▶ [The task]
Transcribe exactly everything in the data below from the line containing "Target: bench back slat" down to the line containing "Target: waterfront house", both lines included and nothing further.
§
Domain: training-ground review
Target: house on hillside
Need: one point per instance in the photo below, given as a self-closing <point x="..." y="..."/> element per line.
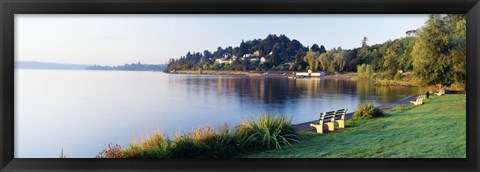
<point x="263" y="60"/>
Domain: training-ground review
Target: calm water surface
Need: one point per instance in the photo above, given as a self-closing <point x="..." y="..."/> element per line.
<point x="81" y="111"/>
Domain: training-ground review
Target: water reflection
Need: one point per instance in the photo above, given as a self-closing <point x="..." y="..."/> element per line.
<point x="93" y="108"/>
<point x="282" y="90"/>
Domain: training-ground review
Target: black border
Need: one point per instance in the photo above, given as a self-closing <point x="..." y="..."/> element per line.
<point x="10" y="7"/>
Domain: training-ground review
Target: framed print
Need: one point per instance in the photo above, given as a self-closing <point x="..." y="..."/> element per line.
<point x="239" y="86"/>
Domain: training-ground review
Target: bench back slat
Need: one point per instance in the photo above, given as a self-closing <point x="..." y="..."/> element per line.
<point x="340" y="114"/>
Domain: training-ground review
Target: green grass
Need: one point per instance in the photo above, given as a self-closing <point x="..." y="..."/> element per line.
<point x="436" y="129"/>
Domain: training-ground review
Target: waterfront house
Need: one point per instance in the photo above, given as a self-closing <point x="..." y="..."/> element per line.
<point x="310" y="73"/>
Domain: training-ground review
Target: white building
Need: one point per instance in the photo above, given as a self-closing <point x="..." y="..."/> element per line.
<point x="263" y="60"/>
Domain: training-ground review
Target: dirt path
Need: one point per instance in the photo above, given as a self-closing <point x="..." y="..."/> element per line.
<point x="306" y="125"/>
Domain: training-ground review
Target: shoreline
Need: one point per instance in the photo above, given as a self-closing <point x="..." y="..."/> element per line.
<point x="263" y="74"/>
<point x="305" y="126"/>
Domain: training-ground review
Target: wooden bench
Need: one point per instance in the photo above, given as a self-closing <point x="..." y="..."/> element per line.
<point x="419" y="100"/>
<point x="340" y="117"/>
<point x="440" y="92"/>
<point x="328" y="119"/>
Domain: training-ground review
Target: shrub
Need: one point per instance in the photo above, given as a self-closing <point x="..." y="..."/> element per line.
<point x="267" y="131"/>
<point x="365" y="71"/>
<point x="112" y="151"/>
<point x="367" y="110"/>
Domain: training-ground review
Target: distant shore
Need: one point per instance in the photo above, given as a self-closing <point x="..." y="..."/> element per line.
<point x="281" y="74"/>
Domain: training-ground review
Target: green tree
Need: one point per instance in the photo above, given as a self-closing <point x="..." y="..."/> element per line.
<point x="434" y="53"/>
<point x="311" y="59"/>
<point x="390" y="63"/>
§
▶ [Task response]
Target: bench back slat
Need: one point per instance in the photo above, given as a self-closing <point x="..." y="..."/> element per line.
<point x="340" y="114"/>
Domain: training-ground review
Target: green grass
Need: one point per instance in the photo above, given as a self-closing <point x="..." y="..."/> element per line.
<point x="436" y="129"/>
Domain: training-ground review
Target: waterfront house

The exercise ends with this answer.